= AUFGABE A =
Gib aus dem Text über Andriy Lunin die Stelle wörtlich wieder, die bei den Worten „Kurz vor dem“ einsetzt und nach den Worten „zu schmecken schien.“ aufhört.
= AUFGABE B =
Beantworte anhand des Textes über Andriy Lunin diese Fragen:
(i) In welchem Jahr kam Lunin zur Welt?
(ii) Wie viel zahlten die Königlichen für Lunins Dienste in die Ukraine?
(iii) Auf wie viele Einsätze kam Lunin bei seiner ersten Station in Leganés?
= AUFGABE C =
Schreibe den Text über Andriy Lunin im Anschluss an seinen letzten Satz weiter.

= TEXTAUSZUG =
——
Kurz vor dem Millennium, im Jahr 1999, ist Andriy Oleksijowytsch Lunin im beschaulichen Krasnograd zur Welt gekommen. Das 20.000 Einwohner-Städtchen wurde zu jenem Schauplatz, wo der heute 22-Jährige seine ersten Gehversuche als Fußballer unternahm, ehe es den Schlussmann über Arsenal und anschließend Metalist, jeweils aus Charkiw, zum FK Dnipro zog, wo Lunin als 17-Jähriger sein erstes Spiel als Profi in der höchsten Spielklasse der Ukraine bestreiten durfte. Dem prompten Abstieg von Dnipro folgte für den Schlussmann der Wechsel zu Sorja Luhansk, wo Lunin nicht nur als gerade Volljähriger auf Anhieb Stammspieler wurde, sondern auch direkt in der Europa League internationale Erfahrungen schnuppern durfte. In allen sechs Partien hütete der Youngster den Kasten seiner Mannschaft. Frische Luft, die ihm zu schmecken schien.
Leih-Odyssee mit mehr Tiefen als Höhen
Dem 1,91 Meter-Mann eilte nach nur knapp zwei Jahren in der Ukraine nicht nur der Ruf eines großen Torwart-Juwels voraus, erste Vereine verkündeten auch Interesse am Talent. Darunter auch die Königlichen, die, wie wir heute wissen, den umgarnten Akteur von ihrem Konzept zu überzeugen wussten und schlappe 8,5 Millionen Euro für dessen Dienste in die Ukraine transferierten. „Ein Traum wird wahr”, sagte Lunin bei seiner Vorstellung dazu, der neben Florentino Pérez und einem Trikot in der Hand wie ein schüchterner Schuljunge daherkam. Dem Wechsel in die spanische Hauptstadt folgte direkt die erste Leihe zum Ligakonkurrenten CD Leganés, wo Lunin zwar nicht zur Stammkraft avancierte, sich allerdings zumindest mit seinem bis dato größten Erfolg vertrösten konnte, in dem er mit der U20-Nationalmannschaft der Ukraine nicht nur Weltmeister, sondern auch zum Torhüter des Turniers gekürt wurde. Es war der Höhepunkt, welchem noch viele weitere Triumpfe folgen sollten. Sein großer Durchbruch schien nur noch eine Frage der Zeit.
Doch die Zeit verging und statt die erwartet steile Karriere einzuläuten, versackte der Ukrainer auf diversen Reservebänken: Bei seiner ersten Station in Leganés blieb es bei der anfänglichen Reservistenrolle und lediglich sieben Einsätzen. Natürlich keine Bewerbung für das Stellvertreteramt im Tor, geschweige denn die Nummer 1, bei den Blancos zu werden. Auch wenn das erste Jahr in Spanien kein guter Start war und der Exkurs nach Leganés ein Rückschlag blieb, vertraute man weiterhin auf die etablierte Leihpraxis und fand zur Saison 2019/20 mit Real Valladolid einen weiteren Erstligisten für den Ukrainer. Eine gute Lösung, dachte man im ersten Moment, zumal zum Zeitpunkt der Entscheidung der Abgang von Keylor Navas noch nicht bekannt war und sich erst später noch eine vakante Stelle neben Courtois aufgetan hätte, worüber Lunin im Nachhinein nicht glücklich schien: „Niemand wusste, dass Keylor Navas Real Madrid verlassen würde. Ich hätte die Möglichkeit gehabt, in der Mannschaft zu bleiben“.
——
= Einträge mit Koordinatenannotationen =
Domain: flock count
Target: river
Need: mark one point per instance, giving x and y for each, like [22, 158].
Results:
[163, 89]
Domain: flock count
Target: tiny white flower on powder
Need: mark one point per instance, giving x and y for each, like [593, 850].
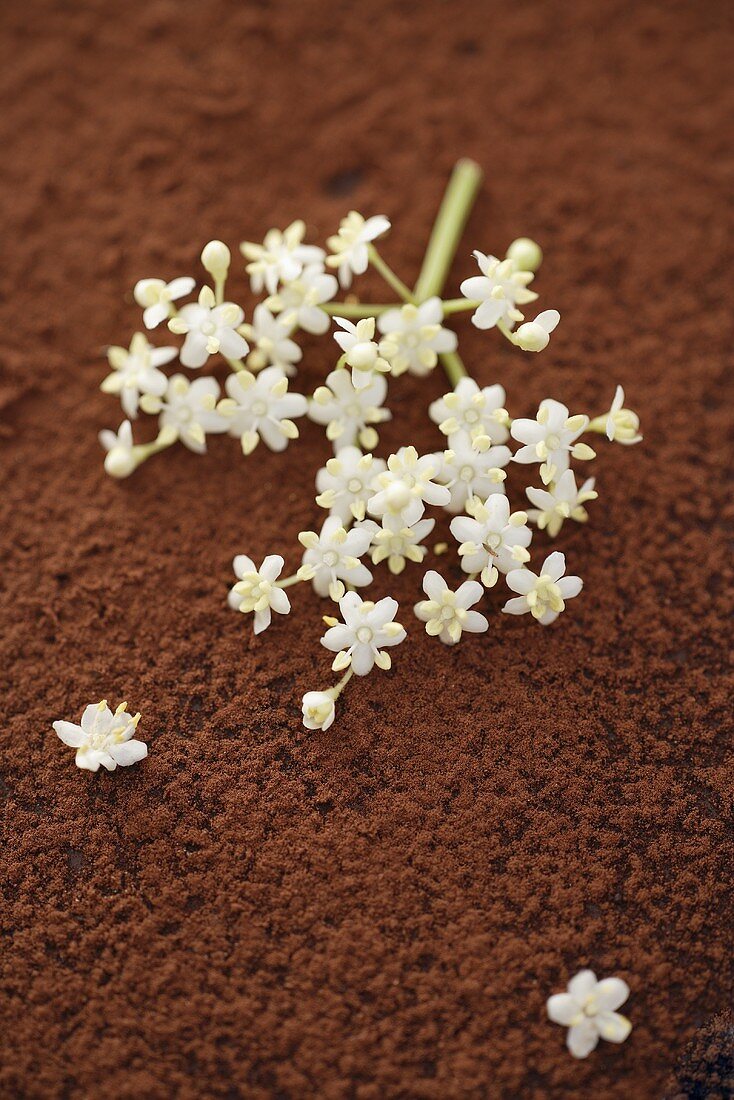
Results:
[589, 1011]
[492, 540]
[446, 613]
[134, 372]
[103, 738]
[349, 246]
[262, 407]
[209, 329]
[344, 484]
[500, 289]
[280, 259]
[550, 439]
[331, 559]
[480, 413]
[155, 296]
[361, 351]
[561, 501]
[544, 595]
[404, 490]
[349, 413]
[367, 630]
[256, 591]
[417, 334]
——
= LÖSUNG A =
Kurz vor dem Millennium, im Jahr 1999, ist Andriy Oleksijowytsch Lunin im beschaulichen Krasnograd zur Welt gekommen. Das 20.000 Einwohner-Städtchen wurde zu jenem Schauplatz, wo der heute 22-Jährige seine ersten Gehversuche als Fußballer unternahm, ehe es den Schlussmann über Arsenal und anschließend Metalist, jeweils aus Charkiw, zum FK Dnipro zog, wo Lunin als 17-Jähriger sein erstes Spiel als Profi in der höchsten Spielklasse der Ukraine bestreiten durfte. Dem prompten Abstieg von Dnipro folgte für den Schlussmann der Wechsel zu Sorja Luhansk, wo Lunin nicht nur als gerade Volljähriger auf Anhieb Stammspieler wurde, sondern auch direkt in der Europa League internationale Erfahrungen schnuppern durfte. In allen sechs Partien hütete der Youngster den Kasten seiner Mannschaft. Frische Luft, die ihm zu schmecken schien.

= LÖSUNG B =
(i) 1999
(ii) 8,5 Millionen Euro
(iii) Sieben

= LÖSUNG C =
Doch auch bei Real Valladolid, wo alles hätte besser laufen sollen, verschlimmerte sich die Situation für Lunin noch zunehmends. Zwei Einsätze im Pokal, das war es an Spielpraxis im halben Jahr. „Warum mir in Valladolid nicht vertraut wurde, muss man die Trainer fragen, nicht mich“, resümierte der Schlussmann seine überschaubare Ära beim Ronaldo-Klub. Als Konsequenz wurde die Leihe abgebrochen und im Januar 2020 mit dem zweitklassigen Real Oviedo eine neue Lösung gefunden.
Ein Schritt zurück – für die bekannten zwei Schritte nach vorne?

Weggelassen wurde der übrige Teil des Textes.